> Work request A
In the announcement of Rupke's appointment, how is the Johnson Professorship in the College connected to the Johnson Program in Leadership and Integrity? Answer in one to three sentences.
> Work request B
Rewrite the stretch of the announcement of Rupke's appointment from "This new endowed" through "Jeffrey P. Shay.", replacing "University-wide" with "campus-wide".
> Work request C
According to the announcement of Rupke's appointment, on what date does the appointment take effect?
** Page excerpt follows **
Lexington, Virginia • July 11, 2011
Washington and Lee University has appointed Nicolaas A. Rupke, currently of the University of Göttingen, Germany, to the Johnson Professorship in the College, where he will focus his teaching and scholarship on the intersections of leadership and the history of ideas.
Hank Dobin, dean of the College, announced Rupke's appointment, which will be effective on Jan. 1, 2012.
This new endowed professorship is one of several University-wide initiatives funded by the Johnson Program in Leadership and Integrity. The Johnson Professorship in the College is one of two professorships funded by the program. The other is the Johnson Professorship in Entrepreneurship and Leadership in the Williams School of Commerce, Economics, and Politics, which is held by Jeffrey P. Shay.
"With the appointment of Professor Rupke will come a strong new connection across the College disciplines in the humanities, social sciences, the natural sciences and mathematics, as well as a broad international component to the curriculum," said Dobin. "He will be a member of the Department of History and will be a wonderful addition to our faculty. We look to Professor Rupke to introduce exciting, innovative, and appealing courses to the College curriculum."
** End of Page excerpt **
** Dataset content follows **
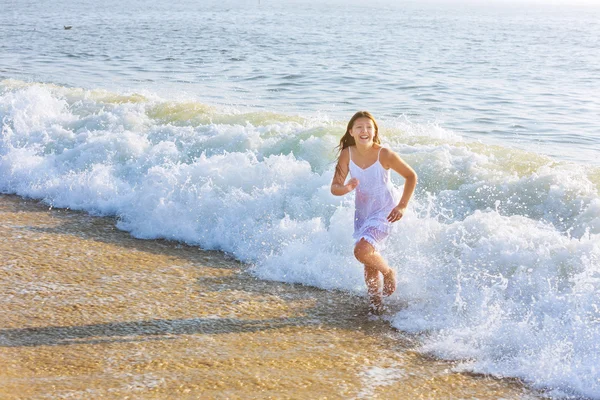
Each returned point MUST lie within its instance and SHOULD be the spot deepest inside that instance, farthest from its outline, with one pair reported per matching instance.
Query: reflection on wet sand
** End of Dataset content **
> Task answer A
The professorship is one of several University-wide initiatives funded by the Johnson Program in Leadership and Integrity. It is one of two professorships the program funds. The other is the Johnson Professorship in Entrepreneurship and Leadership in the Williams School of Commerce, Economics, and Politics, held by Jeffrey P. Shay.

> Task answer B
This new endowed professorship is one of several campus-wide initiatives funded by the Johnson Program in Leadership and Integrity. The Johnson Professorship in the College is one of two professorships funded by the program. The other is the Johnson Professorship in Entrepreneurship and Leadership in the Williams School of Commerce, Economics, and Politics, which is held by Jeffrey P. Shay.

> Task answer C
Jan. 1, 2012.